(Images for object localization)
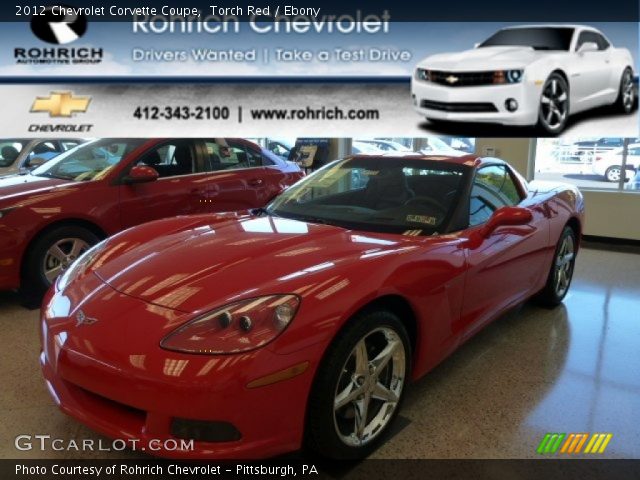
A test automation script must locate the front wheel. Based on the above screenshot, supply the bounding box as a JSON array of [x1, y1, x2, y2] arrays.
[[22, 225, 100, 301], [305, 310, 410, 459], [535, 226, 577, 307], [537, 73, 570, 135], [613, 67, 635, 114]]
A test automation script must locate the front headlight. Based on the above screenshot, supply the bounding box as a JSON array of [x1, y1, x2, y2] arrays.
[[56, 240, 107, 291], [415, 68, 430, 81], [493, 69, 524, 84], [161, 294, 301, 354]]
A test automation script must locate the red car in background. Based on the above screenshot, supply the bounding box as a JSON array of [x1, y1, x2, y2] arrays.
[[41, 154, 583, 459], [0, 138, 302, 297]]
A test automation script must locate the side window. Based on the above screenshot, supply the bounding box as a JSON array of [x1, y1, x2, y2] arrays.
[[136, 140, 195, 178], [576, 31, 608, 51], [469, 165, 522, 226], [204, 141, 264, 171]]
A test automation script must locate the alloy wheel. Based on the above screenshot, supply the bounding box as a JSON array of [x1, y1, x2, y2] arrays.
[[607, 167, 622, 183], [43, 238, 89, 284], [333, 327, 406, 447], [554, 234, 575, 297], [622, 70, 635, 111], [540, 78, 568, 131]]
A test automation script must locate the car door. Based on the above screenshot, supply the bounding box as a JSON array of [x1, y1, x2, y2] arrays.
[[194, 139, 286, 211], [118, 139, 207, 229], [459, 165, 548, 339], [571, 31, 613, 109]]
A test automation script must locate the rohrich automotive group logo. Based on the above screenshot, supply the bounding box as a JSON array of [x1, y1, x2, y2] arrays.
[[29, 91, 94, 133], [31, 6, 87, 44], [14, 5, 102, 65]]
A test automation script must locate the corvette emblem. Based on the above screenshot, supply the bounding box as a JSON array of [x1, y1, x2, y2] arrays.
[[445, 75, 459, 84], [75, 310, 98, 327]]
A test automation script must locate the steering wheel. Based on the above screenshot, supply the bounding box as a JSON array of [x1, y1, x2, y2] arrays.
[[404, 196, 447, 214]]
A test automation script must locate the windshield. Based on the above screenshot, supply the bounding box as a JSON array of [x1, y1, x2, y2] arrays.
[[32, 139, 144, 181], [267, 157, 466, 235], [479, 27, 574, 51], [0, 139, 28, 167]]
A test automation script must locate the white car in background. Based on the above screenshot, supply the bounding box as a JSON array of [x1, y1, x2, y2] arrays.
[[419, 137, 467, 156], [412, 25, 636, 135], [0, 138, 84, 176], [592, 143, 640, 182]]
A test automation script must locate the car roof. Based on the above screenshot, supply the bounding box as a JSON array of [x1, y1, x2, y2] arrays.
[[502, 24, 597, 31], [348, 153, 504, 169]]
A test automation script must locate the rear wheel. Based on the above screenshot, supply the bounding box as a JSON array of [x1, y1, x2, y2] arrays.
[[605, 166, 623, 183], [306, 310, 410, 459], [613, 67, 635, 114], [537, 73, 570, 135], [22, 225, 99, 301], [536, 226, 577, 307]]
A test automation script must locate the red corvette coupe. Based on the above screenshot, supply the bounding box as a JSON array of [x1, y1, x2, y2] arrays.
[[0, 138, 302, 297], [40, 154, 584, 459]]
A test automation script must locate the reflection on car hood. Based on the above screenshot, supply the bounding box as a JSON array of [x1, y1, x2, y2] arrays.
[[418, 46, 548, 70], [92, 214, 415, 314], [0, 174, 72, 203]]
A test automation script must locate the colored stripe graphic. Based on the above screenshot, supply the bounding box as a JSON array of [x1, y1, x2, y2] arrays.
[[538, 433, 613, 454]]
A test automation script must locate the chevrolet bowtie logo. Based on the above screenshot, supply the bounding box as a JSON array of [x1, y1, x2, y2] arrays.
[[31, 91, 91, 117], [445, 75, 460, 84]]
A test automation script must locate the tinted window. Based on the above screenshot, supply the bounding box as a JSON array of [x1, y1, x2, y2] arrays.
[[204, 140, 264, 171], [576, 31, 610, 51], [33, 139, 144, 182], [469, 165, 522, 226], [0, 140, 27, 167], [479, 27, 574, 51], [268, 157, 465, 235], [137, 140, 196, 178]]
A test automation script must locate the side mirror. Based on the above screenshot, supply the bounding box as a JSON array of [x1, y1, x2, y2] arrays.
[[28, 156, 48, 169], [482, 206, 533, 238], [123, 165, 159, 184], [577, 42, 598, 54]]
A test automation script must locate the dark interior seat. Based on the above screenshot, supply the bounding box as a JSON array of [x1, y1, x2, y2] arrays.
[[1, 146, 20, 164], [363, 169, 415, 210]]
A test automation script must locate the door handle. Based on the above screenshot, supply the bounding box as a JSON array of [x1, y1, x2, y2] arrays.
[[248, 178, 264, 187]]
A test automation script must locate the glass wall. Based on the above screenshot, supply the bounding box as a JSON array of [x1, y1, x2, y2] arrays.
[[535, 137, 640, 192]]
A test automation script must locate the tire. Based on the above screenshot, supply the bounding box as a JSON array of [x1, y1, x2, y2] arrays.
[[613, 67, 635, 114], [535, 226, 577, 308], [537, 73, 570, 136], [605, 166, 623, 183], [22, 225, 100, 301], [305, 310, 411, 459]]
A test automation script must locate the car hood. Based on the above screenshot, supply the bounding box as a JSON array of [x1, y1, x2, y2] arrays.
[[418, 46, 545, 70], [0, 174, 72, 204], [92, 214, 415, 314]]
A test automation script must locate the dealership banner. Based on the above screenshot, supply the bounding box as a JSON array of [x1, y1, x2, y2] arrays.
[[1, 16, 638, 137]]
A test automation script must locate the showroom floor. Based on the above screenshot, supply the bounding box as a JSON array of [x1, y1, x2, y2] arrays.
[[0, 246, 638, 459]]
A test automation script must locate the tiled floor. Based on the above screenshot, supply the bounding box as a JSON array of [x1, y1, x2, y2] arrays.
[[0, 247, 638, 459]]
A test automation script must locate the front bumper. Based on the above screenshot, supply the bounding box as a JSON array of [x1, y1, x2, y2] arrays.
[[411, 77, 541, 126], [39, 281, 320, 459]]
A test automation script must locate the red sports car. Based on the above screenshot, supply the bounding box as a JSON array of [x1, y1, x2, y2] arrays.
[[0, 138, 302, 297], [40, 154, 584, 459]]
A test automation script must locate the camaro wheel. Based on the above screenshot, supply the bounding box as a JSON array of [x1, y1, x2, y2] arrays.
[[536, 226, 577, 307], [23, 225, 100, 299], [614, 68, 635, 114], [605, 166, 623, 183], [306, 310, 410, 459], [537, 73, 570, 135]]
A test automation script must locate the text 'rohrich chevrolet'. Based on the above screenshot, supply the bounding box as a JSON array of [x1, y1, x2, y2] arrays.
[[412, 25, 636, 134], [41, 154, 584, 459]]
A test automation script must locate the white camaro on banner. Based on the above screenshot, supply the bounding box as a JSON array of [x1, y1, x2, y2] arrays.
[[412, 25, 636, 134]]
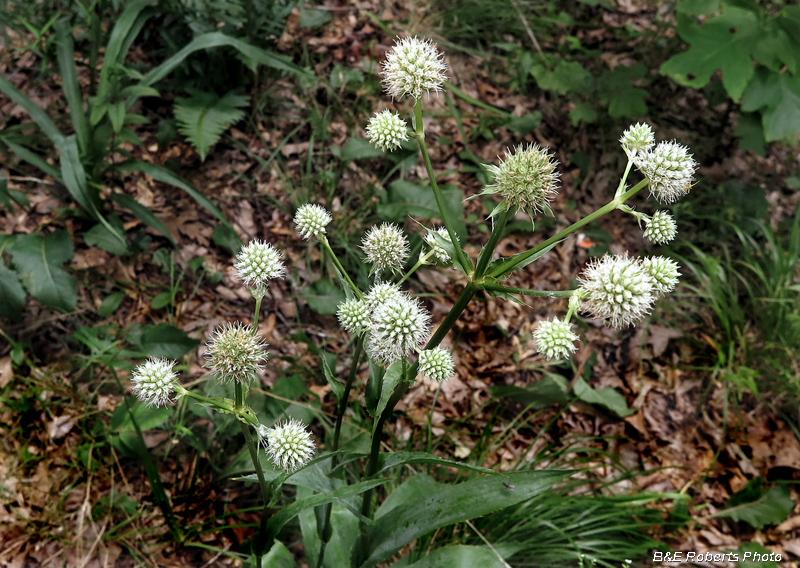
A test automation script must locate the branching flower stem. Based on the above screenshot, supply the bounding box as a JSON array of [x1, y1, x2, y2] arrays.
[[481, 284, 576, 298], [398, 250, 434, 285], [320, 235, 365, 299], [474, 207, 513, 278]]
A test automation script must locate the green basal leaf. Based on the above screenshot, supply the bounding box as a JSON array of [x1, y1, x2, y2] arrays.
[[8, 231, 76, 313], [400, 545, 508, 568], [84, 215, 131, 255], [573, 377, 634, 418], [372, 361, 404, 434], [741, 68, 800, 142], [374, 452, 494, 476], [714, 485, 793, 529], [137, 323, 199, 359], [341, 137, 384, 161], [110, 193, 176, 245], [321, 354, 344, 402], [0, 262, 26, 321]]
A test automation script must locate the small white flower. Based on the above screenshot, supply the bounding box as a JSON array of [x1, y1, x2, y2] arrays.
[[643, 210, 678, 245], [423, 226, 458, 265], [633, 141, 697, 204], [382, 36, 448, 100], [264, 418, 316, 472], [362, 223, 410, 277], [641, 256, 680, 298], [294, 204, 332, 240], [131, 357, 179, 407], [367, 295, 430, 364], [337, 298, 371, 333], [620, 123, 655, 157], [234, 240, 285, 289], [366, 110, 409, 152], [204, 323, 269, 383], [418, 347, 455, 381], [533, 319, 579, 360], [579, 254, 655, 329], [366, 282, 406, 311]]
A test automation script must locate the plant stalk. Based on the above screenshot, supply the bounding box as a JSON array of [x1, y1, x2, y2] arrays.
[[321, 235, 364, 299], [474, 207, 513, 278]]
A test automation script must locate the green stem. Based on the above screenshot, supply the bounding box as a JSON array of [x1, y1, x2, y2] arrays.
[[320, 235, 364, 299], [615, 160, 634, 198], [398, 251, 433, 286], [413, 99, 471, 276], [253, 295, 263, 332], [474, 207, 513, 278], [487, 178, 649, 279], [481, 284, 577, 298]]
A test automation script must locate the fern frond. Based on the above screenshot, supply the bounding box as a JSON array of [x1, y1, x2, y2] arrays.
[[174, 88, 248, 161]]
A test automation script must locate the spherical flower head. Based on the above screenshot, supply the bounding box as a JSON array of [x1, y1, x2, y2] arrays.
[[131, 357, 179, 407], [362, 223, 410, 277], [382, 36, 447, 100], [533, 319, 580, 360], [634, 141, 697, 204], [204, 323, 268, 383], [642, 256, 680, 298], [366, 110, 409, 152], [579, 254, 655, 329], [294, 203, 331, 240], [423, 226, 458, 265], [482, 144, 560, 219], [337, 298, 371, 333], [367, 296, 431, 364], [366, 282, 405, 311], [643, 210, 677, 245], [234, 240, 285, 289], [264, 418, 316, 472], [620, 123, 655, 157], [418, 347, 455, 382]]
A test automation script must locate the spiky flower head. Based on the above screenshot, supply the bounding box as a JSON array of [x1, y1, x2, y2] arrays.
[[263, 418, 316, 472], [643, 210, 677, 245], [362, 223, 410, 277], [423, 226, 458, 265], [482, 144, 560, 219], [642, 256, 680, 298], [366, 110, 409, 152], [620, 123, 655, 157], [418, 347, 455, 382], [366, 282, 405, 311], [234, 240, 285, 290], [634, 141, 697, 204], [367, 295, 431, 364], [382, 36, 447, 100], [337, 298, 371, 333], [204, 323, 268, 383], [579, 254, 655, 329], [294, 203, 332, 240], [131, 357, 179, 407], [533, 319, 580, 360]]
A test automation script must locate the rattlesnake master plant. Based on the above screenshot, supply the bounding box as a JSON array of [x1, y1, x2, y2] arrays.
[[129, 36, 700, 568]]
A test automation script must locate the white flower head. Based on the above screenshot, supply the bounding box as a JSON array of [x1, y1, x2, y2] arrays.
[[366, 110, 409, 152], [362, 223, 410, 277], [533, 319, 580, 360], [643, 210, 678, 245], [482, 143, 560, 219], [204, 323, 269, 383], [234, 240, 285, 289], [382, 36, 448, 100], [367, 295, 431, 364], [131, 357, 179, 407], [418, 347, 455, 382], [294, 203, 332, 240], [642, 256, 681, 298], [264, 418, 316, 472], [634, 141, 697, 204], [366, 282, 406, 311], [620, 123, 655, 157], [423, 226, 458, 265], [579, 254, 655, 329], [337, 298, 371, 333]]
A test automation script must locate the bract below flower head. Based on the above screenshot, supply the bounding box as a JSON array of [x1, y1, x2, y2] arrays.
[[579, 254, 655, 329], [264, 418, 316, 472], [131, 357, 179, 407], [294, 203, 332, 240], [366, 110, 409, 152], [533, 319, 579, 361], [367, 295, 430, 364], [234, 240, 285, 289], [382, 36, 447, 100], [481, 143, 560, 220], [204, 323, 268, 383], [362, 223, 409, 277], [634, 141, 697, 204]]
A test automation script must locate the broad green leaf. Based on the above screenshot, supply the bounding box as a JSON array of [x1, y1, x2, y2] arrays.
[[0, 263, 26, 321], [736, 542, 779, 568], [138, 323, 199, 358], [402, 546, 507, 568], [378, 181, 466, 241], [573, 377, 633, 417], [375, 473, 439, 520], [741, 68, 800, 142], [302, 279, 346, 315], [360, 470, 572, 568], [110, 398, 172, 432], [491, 373, 569, 408], [211, 224, 241, 254], [321, 355, 344, 402], [715, 485, 793, 529], [55, 19, 87, 154], [299, 487, 359, 568], [374, 452, 494, 476], [372, 361, 403, 431], [1, 140, 62, 180], [529, 58, 592, 95], [98, 291, 125, 317], [98, 0, 153, 95], [569, 102, 598, 125], [245, 542, 299, 568], [110, 193, 176, 245], [659, 8, 759, 101], [84, 215, 130, 255], [9, 231, 76, 312], [174, 89, 248, 161], [341, 137, 384, 161], [505, 112, 542, 135], [597, 63, 648, 118]]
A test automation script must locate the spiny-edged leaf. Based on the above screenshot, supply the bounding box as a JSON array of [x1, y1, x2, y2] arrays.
[[359, 470, 572, 568], [573, 377, 633, 417], [401, 545, 508, 568], [741, 68, 800, 142], [374, 451, 494, 476], [715, 485, 793, 529], [9, 231, 76, 312], [0, 263, 26, 321], [660, 8, 760, 101], [597, 63, 648, 118], [174, 89, 248, 161]]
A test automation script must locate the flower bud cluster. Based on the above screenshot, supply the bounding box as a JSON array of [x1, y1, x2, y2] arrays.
[[366, 110, 409, 152], [337, 298, 371, 333], [381, 36, 447, 100], [294, 203, 331, 241], [131, 357, 179, 407], [633, 140, 697, 204], [423, 226, 457, 265], [643, 210, 677, 245], [362, 223, 410, 277], [263, 418, 316, 472], [204, 323, 269, 383], [620, 123, 655, 157], [533, 319, 579, 361], [235, 240, 285, 294], [418, 347, 455, 382]]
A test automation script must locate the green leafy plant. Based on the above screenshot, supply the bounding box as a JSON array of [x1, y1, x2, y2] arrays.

• _ASSIGNMENT_
The expected output is the lines from the one holding "A test automation script must locate the spiny-edged" through the last line of the data, exactly as they appear, with nothing before or after.

• _TASK ANSWER_
A test automation script must locate the spiny-edged leaf. Based on the above screenshot, supply the bounding box as a JSON array of [x1, y1, x2, y2] arrays.
[[359, 470, 572, 568], [573, 377, 633, 417], [401, 545, 508, 568], [741, 68, 800, 142], [374, 451, 494, 476], [715, 485, 793, 529], [9, 231, 76, 312], [0, 263, 26, 321], [660, 8, 760, 101], [597, 63, 648, 118], [174, 89, 248, 161]]
A test automation script must locate the flower bud cluster. Based on the above screenshot, supply the bounding box as a JSON array of [x1, y1, x2, y2] arrays.
[[366, 110, 409, 152], [337, 298, 371, 333], [381, 36, 447, 100], [294, 203, 331, 241], [131, 357, 179, 407], [633, 140, 697, 204], [423, 226, 457, 265], [643, 210, 677, 245], [362, 223, 410, 277], [263, 418, 316, 472], [204, 323, 269, 383], [620, 123, 655, 157], [533, 319, 579, 361], [235, 240, 285, 294], [418, 347, 455, 382]]
A test automation script must locate the green leafy plant. Based on the above screenshot, supply the bounding box as a JSON array of [x1, y1, x2, y2] arrays.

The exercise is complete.